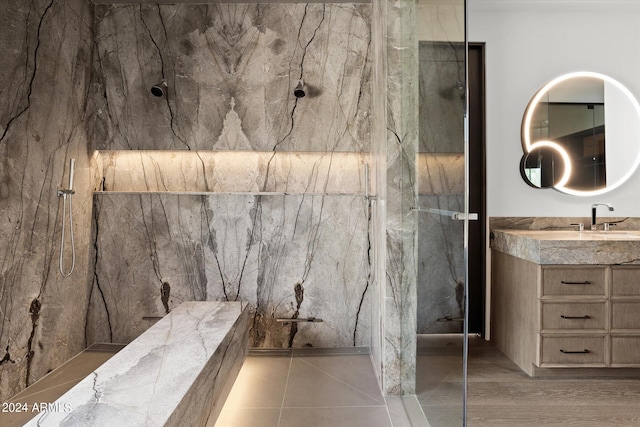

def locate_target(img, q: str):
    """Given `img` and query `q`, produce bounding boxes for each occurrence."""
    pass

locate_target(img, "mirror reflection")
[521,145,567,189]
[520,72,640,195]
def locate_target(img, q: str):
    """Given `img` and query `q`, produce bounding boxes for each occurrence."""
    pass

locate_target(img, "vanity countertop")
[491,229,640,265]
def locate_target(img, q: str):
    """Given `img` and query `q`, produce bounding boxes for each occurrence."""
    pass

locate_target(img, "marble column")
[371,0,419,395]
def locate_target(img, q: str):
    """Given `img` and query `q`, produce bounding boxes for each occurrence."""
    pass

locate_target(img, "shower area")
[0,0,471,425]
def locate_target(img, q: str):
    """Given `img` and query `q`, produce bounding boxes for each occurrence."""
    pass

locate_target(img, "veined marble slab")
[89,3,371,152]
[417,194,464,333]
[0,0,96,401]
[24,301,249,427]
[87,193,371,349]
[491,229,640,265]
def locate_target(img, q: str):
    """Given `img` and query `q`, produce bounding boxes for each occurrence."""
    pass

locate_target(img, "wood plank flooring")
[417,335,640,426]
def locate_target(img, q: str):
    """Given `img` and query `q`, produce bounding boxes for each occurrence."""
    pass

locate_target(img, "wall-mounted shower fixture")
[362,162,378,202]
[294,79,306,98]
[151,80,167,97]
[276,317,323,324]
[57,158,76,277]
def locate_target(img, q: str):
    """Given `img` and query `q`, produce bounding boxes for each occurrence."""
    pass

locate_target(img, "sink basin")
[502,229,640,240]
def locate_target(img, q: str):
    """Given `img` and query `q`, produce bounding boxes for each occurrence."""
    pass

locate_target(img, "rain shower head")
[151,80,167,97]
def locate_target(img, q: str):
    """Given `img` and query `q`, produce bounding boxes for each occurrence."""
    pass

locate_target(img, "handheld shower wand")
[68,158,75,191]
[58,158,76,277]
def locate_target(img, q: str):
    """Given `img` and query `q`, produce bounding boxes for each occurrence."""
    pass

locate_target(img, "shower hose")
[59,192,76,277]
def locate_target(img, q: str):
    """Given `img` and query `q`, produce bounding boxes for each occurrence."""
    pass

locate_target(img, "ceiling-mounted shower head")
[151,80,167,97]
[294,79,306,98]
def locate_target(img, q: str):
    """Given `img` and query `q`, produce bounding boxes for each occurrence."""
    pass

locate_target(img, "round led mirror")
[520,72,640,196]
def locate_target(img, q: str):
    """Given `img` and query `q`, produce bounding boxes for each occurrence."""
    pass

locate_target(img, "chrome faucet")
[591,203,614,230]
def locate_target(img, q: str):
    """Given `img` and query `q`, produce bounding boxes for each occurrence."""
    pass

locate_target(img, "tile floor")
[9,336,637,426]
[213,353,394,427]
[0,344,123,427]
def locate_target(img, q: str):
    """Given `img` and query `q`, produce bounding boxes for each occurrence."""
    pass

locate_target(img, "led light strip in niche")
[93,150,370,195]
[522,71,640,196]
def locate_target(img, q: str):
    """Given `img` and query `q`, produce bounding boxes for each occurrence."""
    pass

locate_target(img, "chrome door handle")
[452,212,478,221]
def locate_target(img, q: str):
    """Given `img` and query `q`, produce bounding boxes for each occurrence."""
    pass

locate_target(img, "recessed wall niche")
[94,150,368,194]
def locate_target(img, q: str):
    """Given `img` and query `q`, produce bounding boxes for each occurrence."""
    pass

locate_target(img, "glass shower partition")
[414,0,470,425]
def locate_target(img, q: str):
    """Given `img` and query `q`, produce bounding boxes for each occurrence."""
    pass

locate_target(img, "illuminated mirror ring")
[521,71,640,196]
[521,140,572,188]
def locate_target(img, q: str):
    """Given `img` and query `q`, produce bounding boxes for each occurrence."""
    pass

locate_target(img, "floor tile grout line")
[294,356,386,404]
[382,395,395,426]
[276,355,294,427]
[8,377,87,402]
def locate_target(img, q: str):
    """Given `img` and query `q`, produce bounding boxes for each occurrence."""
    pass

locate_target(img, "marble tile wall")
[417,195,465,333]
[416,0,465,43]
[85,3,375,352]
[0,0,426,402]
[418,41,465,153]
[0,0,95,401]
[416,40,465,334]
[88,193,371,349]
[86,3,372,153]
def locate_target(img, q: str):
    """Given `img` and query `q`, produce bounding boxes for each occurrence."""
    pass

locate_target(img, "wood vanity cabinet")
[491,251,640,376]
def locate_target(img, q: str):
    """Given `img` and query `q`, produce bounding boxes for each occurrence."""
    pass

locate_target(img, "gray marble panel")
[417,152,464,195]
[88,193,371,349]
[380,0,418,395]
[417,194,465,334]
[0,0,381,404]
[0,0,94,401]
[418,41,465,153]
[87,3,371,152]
=-=-=-=-=
> _Task statement_: For this exercise, please reproduce the records above exactly and drop the images.

> _Answer to the exercise_:
def locate_target(img, q: str):
    """Given `img` and query `q`, produce bounding boxes for each occurrence."""
    pass

locate_target(img, "mirror reflection")
[521,145,567,189]
[520,72,640,195]
def locate_target(img, q: str):
    """Given `img` and query `q`, produce bounding boxes for each occurrence."""
    pass

locate_target(img, "vanity countertop")
[491,229,640,265]
def locate_target(img, q: str):
    """Given `img` and query `q`, produce bounding boxes for each occurrence."""
    pass

locate_target(img, "marble column")
[371,0,419,395]
def locate_target(img, q: str):
    """Given `img` and query `q`, produce bounding boxes for each occurrence."""
    pass

locate_target(img, "shower area")
[0,0,471,425]
def locate_target(img, q: str):
    """Given `img` and query `q`, produce bounding boxes for each occurrence."""
    pass

locate_target(img, "veined marble slab")
[89,3,371,152]
[417,194,464,333]
[0,0,96,401]
[24,301,249,427]
[87,193,371,349]
[491,229,640,265]
def locate_target(img, q: str):
    """Given `img` and query `q`, produce bounding boxes for each occurrence."""
    pass

locate_target(img, "wood plank flooring")
[417,335,640,426]
def locate_target(img, q: str):
    """Given `img` and query `q`, produce bounding boxes for each occurrence."""
    pass

locate_target(img, "wall-mounted shower fixture")
[362,162,378,202]
[294,79,306,98]
[151,80,167,97]
[276,317,323,324]
[57,158,76,277]
def locate_target(img, q: str):
    """Given `img` and query `q`, produce bounding boxes for each occurrence."""
    pass

locate_target(img, "sink basin")
[502,229,640,240]
def locate_target(img, q: str):
    """Given `img` and query `q`, produce bounding boxes for each occurrence."""
    pass

locate_target(img, "rain shower head")
[151,80,167,97]
def locate_target(img, q: str):
    """Given `img` and query `q`, produce bounding boxes for each occurrence."""
    pass

locate_target(img, "handheld shower wand")
[68,158,75,191]
[58,158,76,277]
def locate_target(img, q: str):
    """Given `img` and query `q`, produce bounding boxes for each occurrence."""
    pass

locate_target(img, "shower hose")
[59,192,76,277]
def locate_target(img, q: str):
    """Given `img` and query `q`, produce bounding boxes for each occurrence."""
    pass

locate_target(img, "ceiling-mounted shower head")
[151,80,167,97]
[294,79,306,98]
def locate_target(img, q: str):
    """Given `img` and query `q`, produce bounding boxes for each occurrence."""
    pass

locate_target(img, "round led mirror")
[520,72,640,196]
def locate_target(img, q: str):
    """Given `img` and query `q`, produce bounding boxes for each occurrence."""
    pass

locate_target(img, "chrome faucet")
[591,203,614,230]
def locate_target(img, q: str):
    """Given `img` and query `q`, produce bounding boxes for each occurrence."""
    pass

locate_target(img, "tile floor")
[9,336,637,426]
[213,353,394,427]
[0,344,123,427]
def locate_target(img, q: str):
    """Given `img` and query `q`, produce bounding boxes for each occurrence."""
    pass

locate_target(img, "led light strip in niche")
[93,150,370,195]
[522,71,640,196]
def locate_target(img, q: str):
    """Given `img` and query `q`, produce bounding boxes for each occurrence."""
    pass

locate_target(img, "chrome door handle")
[452,212,478,221]
def locate_target(img, q: str):
    """Given `img` and query `q`, produce bounding boxes for each occurrence."""
    pass

locate_target(img, "recessed wall niche")
[94,150,368,194]
def locate_target(img, q: str):
    """Given `img` and query `q`, produce bounding boxes for each occurrence."""
    pass

locate_target(img, "glass shower partition")
[414,0,470,425]
def locate_target(img, q: str):
    """Given `img` and query `q`, produce bounding boxes for each occurrence."""
    pass

locate_target(img, "illuminated mirror ring")
[521,71,640,196]
[521,140,572,188]
def locate_target(img, q: str):
    """Given `img` and query `q`, produce bounding boxes for each occurrence."""
    pass

locate_target(img, "floor tile grout line")
[294,356,386,404]
[382,395,395,426]
[276,355,294,427]
[8,377,87,402]
def locate_target(img, q: str):
    """Given `img` and query `q`, produce bounding boxes for each occurrence."""
    pass

locate_target(img, "marble tile wall")
[417,195,465,333]
[416,0,465,43]
[85,3,375,352]
[0,0,426,402]
[418,41,465,153]
[0,0,95,401]
[416,40,465,334]
[88,193,371,349]
[86,3,372,153]
def locate_target(img, q: str):
    """Given `img` and query `q`, produce bounding boxes for each occurrence."""
    pass

locate_target(img, "wood vanity cabinet")
[491,251,640,376]
def locate_target(img, q: str):
    """Given `img` and query `q`, produce bounding boxes for each occurrence."""
    pass

locate_target(img, "gray marble panel")
[417,152,464,195]
[88,193,371,349]
[380,0,418,395]
[417,194,465,334]
[0,0,381,404]
[0,0,94,401]
[418,41,465,153]
[87,3,371,152]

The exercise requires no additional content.